━━━ Исходный текст ━━━
Я разобрался. А после этого в течение нескольких месяцев, лет, да и по сей день пиарю (всегда бесплатно, заметьте!) эту самую «Эльбрусиаду», а вместе с ней – малоизвестные или неизвестные вовсе события Кавказской войны образца 1942 года. Для чего? Чтобы знали и не забывали, поскольку забывчивость в данном случае оборачивается потерей человеческих жизней!

Итак, заработал организационный механизм. Пользуясь давними связями между Краснопресненским районом Москвы и Баварией, провели переговоры с немцами – те приняли идею на ура. Презентация в Москве, в Доме дружбы народов под специально выученные бардами Олегом Митяевым и Костей Тарасовым альпинистские песни (Олег с Константином и на «Эльбрусиаду» с нами поехали); потом в Мюнхене, и вот уже готова программа, пик которой приходится на 18 августа 1992 года. В этот день по 50 человек с каждой стороны должны взойти на Эльбрус и установить на его вершине флаги России и Германии.
━━━
→ **Задание A**
Верните все строки из записей ниже, где есть слово «snow».
━━━ Предоставленные записи ━━━
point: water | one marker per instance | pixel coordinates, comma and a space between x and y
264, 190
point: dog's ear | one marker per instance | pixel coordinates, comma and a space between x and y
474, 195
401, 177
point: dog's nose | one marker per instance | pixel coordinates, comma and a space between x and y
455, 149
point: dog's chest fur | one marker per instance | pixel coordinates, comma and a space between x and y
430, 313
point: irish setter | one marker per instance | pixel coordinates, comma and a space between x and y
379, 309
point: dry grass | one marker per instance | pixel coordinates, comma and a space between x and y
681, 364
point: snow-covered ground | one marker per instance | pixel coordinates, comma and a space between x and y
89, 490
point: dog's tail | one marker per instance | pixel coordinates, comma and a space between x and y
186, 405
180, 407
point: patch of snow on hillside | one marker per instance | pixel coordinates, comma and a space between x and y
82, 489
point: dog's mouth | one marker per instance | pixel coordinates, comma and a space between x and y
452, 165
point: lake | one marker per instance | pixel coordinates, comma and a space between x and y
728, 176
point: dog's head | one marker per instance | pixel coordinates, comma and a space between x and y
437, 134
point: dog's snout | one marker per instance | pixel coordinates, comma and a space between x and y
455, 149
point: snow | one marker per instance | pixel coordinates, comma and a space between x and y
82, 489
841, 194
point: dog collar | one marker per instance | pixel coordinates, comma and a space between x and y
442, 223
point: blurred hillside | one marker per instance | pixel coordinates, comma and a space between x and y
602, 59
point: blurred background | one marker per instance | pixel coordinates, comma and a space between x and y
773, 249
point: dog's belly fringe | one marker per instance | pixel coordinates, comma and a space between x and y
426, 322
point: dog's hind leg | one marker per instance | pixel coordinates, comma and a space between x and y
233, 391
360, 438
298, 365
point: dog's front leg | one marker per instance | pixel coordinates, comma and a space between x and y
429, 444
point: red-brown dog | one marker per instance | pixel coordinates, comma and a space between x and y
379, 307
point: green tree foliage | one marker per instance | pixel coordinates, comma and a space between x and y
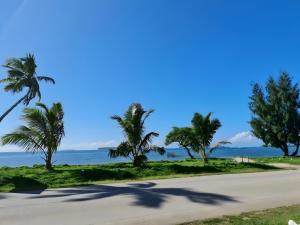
275, 117
43, 131
137, 144
21, 74
184, 137
198, 137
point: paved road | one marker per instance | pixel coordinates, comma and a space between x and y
155, 202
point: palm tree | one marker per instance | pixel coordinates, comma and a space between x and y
204, 129
184, 137
43, 131
136, 145
198, 137
22, 74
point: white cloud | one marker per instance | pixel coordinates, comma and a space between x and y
10, 148
245, 139
89, 145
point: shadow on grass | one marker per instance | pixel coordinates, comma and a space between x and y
194, 169
143, 194
260, 166
95, 174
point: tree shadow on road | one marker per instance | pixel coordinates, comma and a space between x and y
144, 194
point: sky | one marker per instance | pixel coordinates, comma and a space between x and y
177, 57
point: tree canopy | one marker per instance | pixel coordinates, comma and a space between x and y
275, 117
42, 132
21, 74
137, 143
198, 137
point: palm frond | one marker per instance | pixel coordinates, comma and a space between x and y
123, 150
46, 79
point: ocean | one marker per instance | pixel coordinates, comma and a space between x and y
83, 157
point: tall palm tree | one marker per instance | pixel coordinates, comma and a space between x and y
136, 145
198, 137
43, 131
204, 129
21, 74
184, 137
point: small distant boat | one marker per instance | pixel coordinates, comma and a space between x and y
171, 155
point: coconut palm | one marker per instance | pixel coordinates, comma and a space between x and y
43, 131
184, 137
21, 74
198, 137
137, 143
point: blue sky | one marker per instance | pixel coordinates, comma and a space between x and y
178, 57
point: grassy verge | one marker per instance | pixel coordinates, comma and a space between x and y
275, 216
31, 178
289, 160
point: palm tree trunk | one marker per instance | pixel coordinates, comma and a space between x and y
295, 153
204, 157
189, 153
48, 160
12, 107
285, 150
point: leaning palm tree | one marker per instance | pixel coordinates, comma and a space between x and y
136, 145
204, 129
43, 131
184, 136
197, 138
21, 74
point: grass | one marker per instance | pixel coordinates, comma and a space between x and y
36, 177
286, 159
275, 216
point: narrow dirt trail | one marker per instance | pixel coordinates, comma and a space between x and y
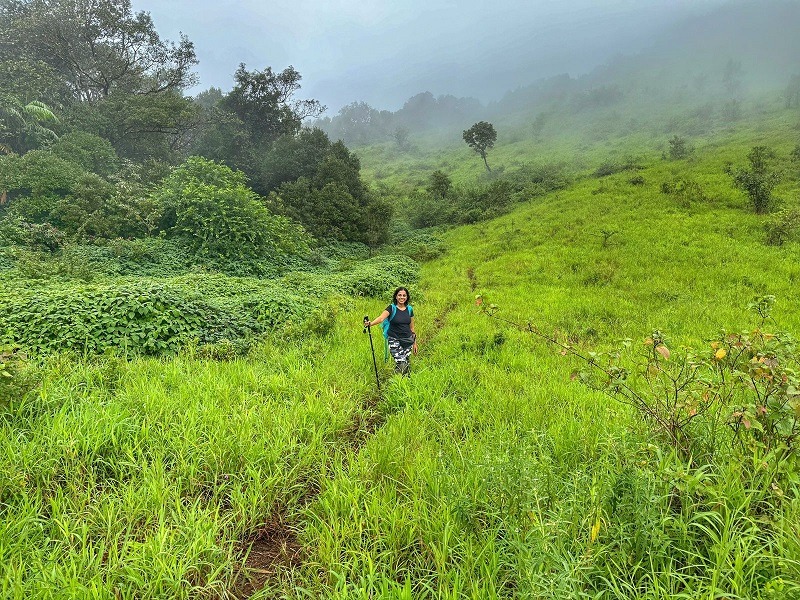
276, 547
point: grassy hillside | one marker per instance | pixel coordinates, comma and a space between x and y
492, 472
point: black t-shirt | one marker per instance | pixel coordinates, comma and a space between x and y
400, 326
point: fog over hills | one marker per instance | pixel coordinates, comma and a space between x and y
384, 52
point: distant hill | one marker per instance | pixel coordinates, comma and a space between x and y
724, 54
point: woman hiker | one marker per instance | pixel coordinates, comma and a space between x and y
400, 334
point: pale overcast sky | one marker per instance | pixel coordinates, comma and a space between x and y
383, 51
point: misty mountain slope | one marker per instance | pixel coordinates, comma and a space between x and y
724, 55
498, 474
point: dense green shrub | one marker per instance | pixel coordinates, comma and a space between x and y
138, 317
156, 317
377, 276
210, 206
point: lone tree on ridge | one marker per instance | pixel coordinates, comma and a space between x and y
481, 137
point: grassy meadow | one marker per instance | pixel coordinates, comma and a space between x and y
492, 471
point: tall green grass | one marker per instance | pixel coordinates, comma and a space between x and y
489, 473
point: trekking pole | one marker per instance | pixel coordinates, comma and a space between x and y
367, 329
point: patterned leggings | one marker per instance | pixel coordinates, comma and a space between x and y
401, 351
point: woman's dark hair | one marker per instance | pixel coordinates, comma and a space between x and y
401, 289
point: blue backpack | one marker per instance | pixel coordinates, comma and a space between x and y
385, 327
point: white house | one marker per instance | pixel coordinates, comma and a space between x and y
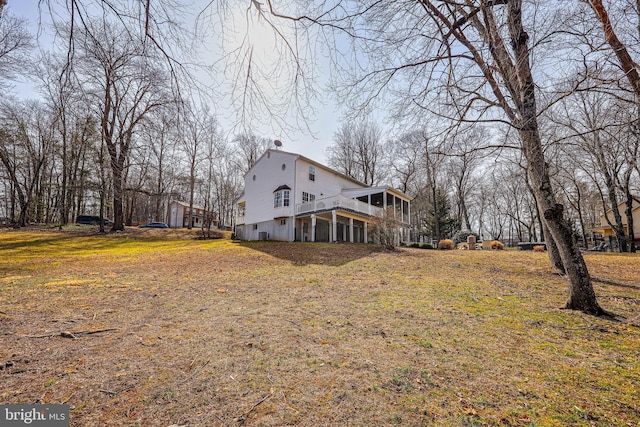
289, 197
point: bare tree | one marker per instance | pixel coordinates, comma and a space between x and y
26, 144
358, 151
15, 43
249, 148
481, 52
125, 82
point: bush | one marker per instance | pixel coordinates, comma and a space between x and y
461, 236
497, 245
445, 244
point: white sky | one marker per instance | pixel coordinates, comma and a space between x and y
311, 144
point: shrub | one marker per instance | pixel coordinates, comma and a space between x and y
461, 236
497, 245
445, 244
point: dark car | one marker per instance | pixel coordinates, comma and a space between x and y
154, 225
91, 220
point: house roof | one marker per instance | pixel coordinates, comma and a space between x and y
282, 187
359, 192
361, 185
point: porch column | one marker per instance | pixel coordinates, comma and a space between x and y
366, 240
334, 226
351, 230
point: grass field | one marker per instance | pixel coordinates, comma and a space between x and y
153, 329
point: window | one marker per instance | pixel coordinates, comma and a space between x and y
281, 198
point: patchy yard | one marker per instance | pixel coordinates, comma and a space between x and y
154, 329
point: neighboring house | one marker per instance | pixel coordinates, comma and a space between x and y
289, 197
179, 215
606, 230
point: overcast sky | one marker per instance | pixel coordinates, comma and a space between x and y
311, 143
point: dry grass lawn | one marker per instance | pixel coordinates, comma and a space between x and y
155, 328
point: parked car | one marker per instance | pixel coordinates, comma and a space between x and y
154, 225
91, 220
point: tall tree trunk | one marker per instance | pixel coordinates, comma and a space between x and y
630, 226
581, 294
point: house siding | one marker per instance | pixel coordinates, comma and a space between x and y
276, 169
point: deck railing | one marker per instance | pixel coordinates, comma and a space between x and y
337, 202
━━━
→ **Задание B**
Согласуются ли с текстом об «Эльбрусиаде» эти утверждения? (i) Пик программы пришелся на 18 августа 1992 года. (ii) Немцы встретили идею настороженно. (iii) Автор продвигает «Эльбрусиаду» за вознаграждение. На каждое ответьте «да» или «нет» и приведите решающие слова текста дословно.

→ **Ожидаемый ответ A**
point: snow-covered ground | one marker per instance | pixel coordinates, comma and a space between x and y
point: patch of snow on hillside | one marker per instance | pixel coordinates, comma and a space between x and y
point: snow | one marker per instance | pixel coordinates, comma and a space between x and y

→ **Ожидаемый ответ B**
(i) Да: «пик которой приходится на 18 августа 1992 года».
(ii) Нет: «те приняли идею на ура».
(iii) Нет: «всегда бесплатно, заметьте!».